(GIVEN REQUEST) Reproduce every line of the records below verbatim, leaving out the pictures.

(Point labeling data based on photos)
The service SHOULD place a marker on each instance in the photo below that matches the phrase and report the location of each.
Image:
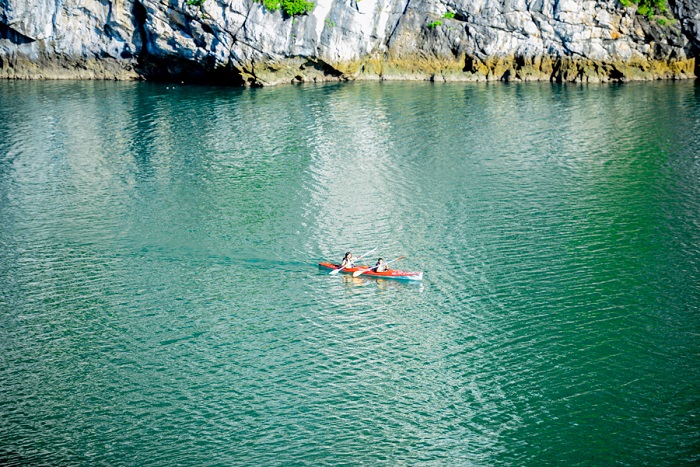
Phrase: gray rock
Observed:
(241, 42)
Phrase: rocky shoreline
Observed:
(240, 42)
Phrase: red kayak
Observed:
(390, 274)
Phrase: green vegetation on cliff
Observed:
(289, 7)
(649, 8)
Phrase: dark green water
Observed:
(160, 302)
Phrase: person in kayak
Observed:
(380, 266)
(348, 261)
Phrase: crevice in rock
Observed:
(322, 67)
(14, 36)
(177, 69)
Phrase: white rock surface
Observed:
(239, 41)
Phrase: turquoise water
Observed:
(160, 301)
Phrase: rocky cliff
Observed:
(242, 42)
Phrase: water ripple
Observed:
(160, 301)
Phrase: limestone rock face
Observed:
(241, 42)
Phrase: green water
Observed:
(160, 301)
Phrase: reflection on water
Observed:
(160, 299)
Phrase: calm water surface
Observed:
(160, 302)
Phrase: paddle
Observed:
(336, 271)
(359, 272)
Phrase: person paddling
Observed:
(380, 266)
(348, 261)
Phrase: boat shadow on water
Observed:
(382, 284)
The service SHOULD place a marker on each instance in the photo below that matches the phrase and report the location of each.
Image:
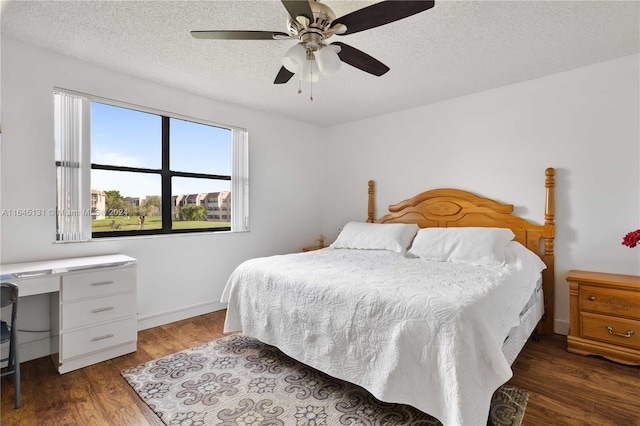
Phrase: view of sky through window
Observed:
(124, 137)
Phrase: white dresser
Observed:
(93, 305)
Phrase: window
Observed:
(126, 170)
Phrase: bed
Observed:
(405, 325)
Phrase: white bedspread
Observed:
(427, 334)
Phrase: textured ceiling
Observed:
(453, 49)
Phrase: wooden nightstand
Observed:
(605, 316)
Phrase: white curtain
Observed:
(240, 181)
(71, 138)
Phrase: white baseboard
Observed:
(30, 350)
(161, 318)
(561, 327)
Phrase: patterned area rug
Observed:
(239, 380)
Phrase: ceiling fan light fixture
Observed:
(295, 57)
(328, 60)
(310, 71)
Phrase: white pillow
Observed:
(476, 246)
(376, 236)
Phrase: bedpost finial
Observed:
(550, 174)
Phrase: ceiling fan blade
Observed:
(283, 76)
(239, 35)
(359, 59)
(381, 13)
(297, 8)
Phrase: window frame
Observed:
(239, 219)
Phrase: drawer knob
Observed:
(101, 283)
(628, 334)
(106, 336)
(106, 308)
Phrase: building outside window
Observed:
(144, 172)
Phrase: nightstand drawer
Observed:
(619, 331)
(101, 309)
(98, 283)
(610, 301)
(87, 340)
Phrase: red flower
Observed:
(632, 238)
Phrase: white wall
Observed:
(498, 143)
(178, 276)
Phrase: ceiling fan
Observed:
(312, 23)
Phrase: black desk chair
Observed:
(9, 333)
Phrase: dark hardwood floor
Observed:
(564, 389)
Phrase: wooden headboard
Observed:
(452, 207)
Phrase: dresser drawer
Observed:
(40, 285)
(610, 329)
(97, 283)
(91, 339)
(93, 311)
(610, 301)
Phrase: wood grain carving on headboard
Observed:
(453, 207)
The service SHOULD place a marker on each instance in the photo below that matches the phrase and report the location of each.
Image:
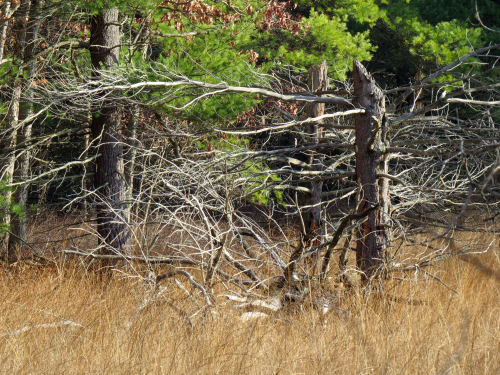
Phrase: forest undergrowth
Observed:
(64, 320)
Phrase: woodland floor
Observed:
(62, 320)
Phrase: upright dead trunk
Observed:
(8, 9)
(9, 142)
(18, 236)
(318, 81)
(109, 167)
(372, 235)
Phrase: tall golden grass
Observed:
(67, 321)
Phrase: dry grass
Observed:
(437, 332)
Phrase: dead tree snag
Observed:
(372, 235)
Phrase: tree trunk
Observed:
(18, 236)
(372, 236)
(7, 11)
(318, 81)
(109, 177)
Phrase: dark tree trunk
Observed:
(318, 81)
(109, 167)
(18, 235)
(372, 236)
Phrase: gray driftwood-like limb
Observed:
(372, 236)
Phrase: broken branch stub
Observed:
(370, 130)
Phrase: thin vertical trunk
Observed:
(18, 235)
(318, 81)
(370, 129)
(130, 158)
(109, 176)
(13, 113)
(7, 11)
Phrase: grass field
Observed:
(55, 321)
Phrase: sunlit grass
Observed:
(416, 327)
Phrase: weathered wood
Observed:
(318, 81)
(372, 235)
(109, 176)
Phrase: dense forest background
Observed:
(308, 161)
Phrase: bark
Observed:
(318, 81)
(109, 177)
(130, 157)
(7, 11)
(18, 236)
(372, 235)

(RESPONSE)
The service SHOULD place a marker on each instance in the photo below that matches the phrase and report the location of each.
Image:
Phrase: gray rock
Observed:
(241, 42)
Phrase: rocky shoreline
Observed:
(240, 42)
Phrase: red kayak
Observed:
(390, 274)
Phrase: green vegetation on cliff
Observed:
(289, 7)
(649, 8)
Phrase: dark green water
Observed:
(160, 302)
Phrase: person in kayak
Observed:
(380, 266)
(348, 261)
Phrase: crevice in rock
Observed:
(322, 67)
(14, 36)
(177, 69)
Phrase: white rock surface
Observed:
(239, 41)
Phrase: turquoise water
Observed:
(160, 301)
Phrase: rocky cliff
Observed:
(242, 42)
Phrase: water ripple
Observed:
(160, 301)
Phrase: limestone rock face
Observed:
(241, 42)
Phrase: green water
Observed:
(160, 301)
Phrase: reflection on water
Observed:
(160, 299)
Phrase: calm water surface
Observed:
(160, 302)
Phrase: paddle
Observed:
(336, 271)
(359, 272)
Phrase: person paddling
Observed:
(380, 266)
(348, 261)
Phrase: boat shadow on water
Observed:
(382, 284)
The service SHOULD place a marker on each instance in the photo below that matches the phrase and report the location of each.
Image:
Phrase: view of sky through window
Observed:
(124, 137)
Phrase: white dresser
Observed:
(93, 305)
Phrase: window
Observed:
(126, 170)
Phrase: bed
Observed:
(405, 325)
Phrase: white bedspread
Observed:
(427, 334)
Phrase: textured ceiling
Observed:
(453, 49)
Phrase: wooden nightstand
Observed:
(605, 316)
Phrase: white curtain
Observed:
(240, 181)
(71, 138)
Phrase: white baseboard
Observed:
(30, 350)
(161, 318)
(561, 327)
Phrase: patterned area rug
Observed:
(239, 380)
Phrase: ceiling fan light fixture
Observed:
(295, 57)
(328, 60)
(310, 71)
Phrase: white pillow
Observed:
(476, 246)
(376, 236)
Phrase: bedpost finial
Observed:
(550, 174)
Phrase: ceiling fan blade
Observed:
(283, 76)
(239, 35)
(359, 59)
(381, 13)
(297, 8)
Phrase: window frame
Observed:
(239, 219)
Phrase: drawer knob
Observed:
(101, 283)
(628, 334)
(106, 336)
(106, 308)
Phrase: building outside window
Observed:
(144, 172)
Phrase: nightstand drawer
Observed:
(619, 331)
(101, 309)
(98, 283)
(610, 301)
(87, 340)
Phrase: red flower
Observed:
(632, 238)
Phrase: white wall
Observed:
(498, 143)
(178, 276)
Phrase: ceiling fan
Observed:
(312, 23)
Phrase: black desk chair
Observed:
(9, 333)
Phrase: dark hardwood floor
Observed:
(564, 389)
Phrase: wooden headboard
Observed:
(452, 207)
Phrase: dresser drawer
Observed:
(40, 285)
(610, 329)
(97, 283)
(91, 339)
(93, 311)
(610, 301)
Phrase: wood grain carving on headboard
Observed:
(453, 207)
The service SHOULD place a marker on each instance in the photo below that matches the phrase and report the location of each.
Image:
Phrase: forest undergrowth
Observed:
(64, 320)
Phrase: woodland floor
Observed:
(62, 320)
Phrase: upright dead trunk
Observed:
(8, 9)
(9, 142)
(18, 236)
(318, 81)
(109, 167)
(372, 235)
Phrase: tall golden grass
Observed:
(67, 321)
Phrase: dry grass
Observed:
(437, 332)
Phrase: dead tree snag
Observed:
(372, 235)
Phrase: tree trunk
Observed:
(18, 236)
(372, 236)
(7, 11)
(318, 81)
(109, 177)
Phrase: dark tree trunk
Observed:
(318, 81)
(109, 167)
(18, 235)
(372, 236)
Phrase: gray driftwood-like limb
Observed:
(372, 236)
Phrase: broken branch stub
Observed:
(370, 130)
Phrase: thin vertical trunk
Observed:
(18, 235)
(318, 81)
(370, 129)
(130, 158)
(109, 176)
(13, 113)
(7, 11)
Phrase: grass field
Observed:
(55, 321)
Phrase: sunlit grass
Observed:
(416, 327)
Phrase: weathered wood
Observed:
(318, 81)
(372, 235)
(109, 176)
Phrase: dense forest background
Observed:
(308, 161)
Phrase: bark
Observed:
(318, 81)
(109, 177)
(130, 157)
(7, 11)
(18, 236)
(372, 235)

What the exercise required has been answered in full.